Saved entries:
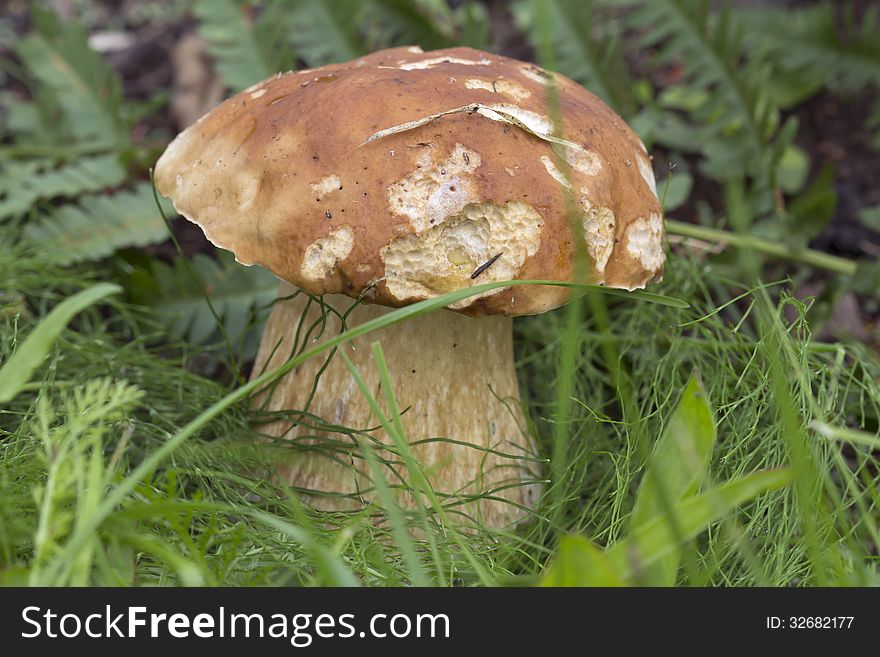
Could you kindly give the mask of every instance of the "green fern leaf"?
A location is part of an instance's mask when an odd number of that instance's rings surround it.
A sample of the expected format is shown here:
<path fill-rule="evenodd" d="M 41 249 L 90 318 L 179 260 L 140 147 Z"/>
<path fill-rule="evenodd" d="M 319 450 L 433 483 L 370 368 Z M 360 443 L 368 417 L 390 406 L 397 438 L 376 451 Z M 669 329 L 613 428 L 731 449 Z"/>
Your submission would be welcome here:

__Directions__
Write out the records once more, word for word, though without the pictures they contain.

__Your response__
Could you kindly give the mask of every instance of the "green fern leaf"?
A location is part of an instance's mask when an odd number of that instance's rings surround it.
A sample of the expected format is shown here:
<path fill-rule="evenodd" d="M 41 249 L 90 318 L 179 260 L 140 147 Z"/>
<path fill-rule="evenodd" d="M 319 450 L 433 483 L 370 368 Z M 360 443 L 368 417 L 390 406 L 397 438 L 376 451 Z M 669 329 L 613 428 L 731 449 Z"/>
Your submission would be welcome here:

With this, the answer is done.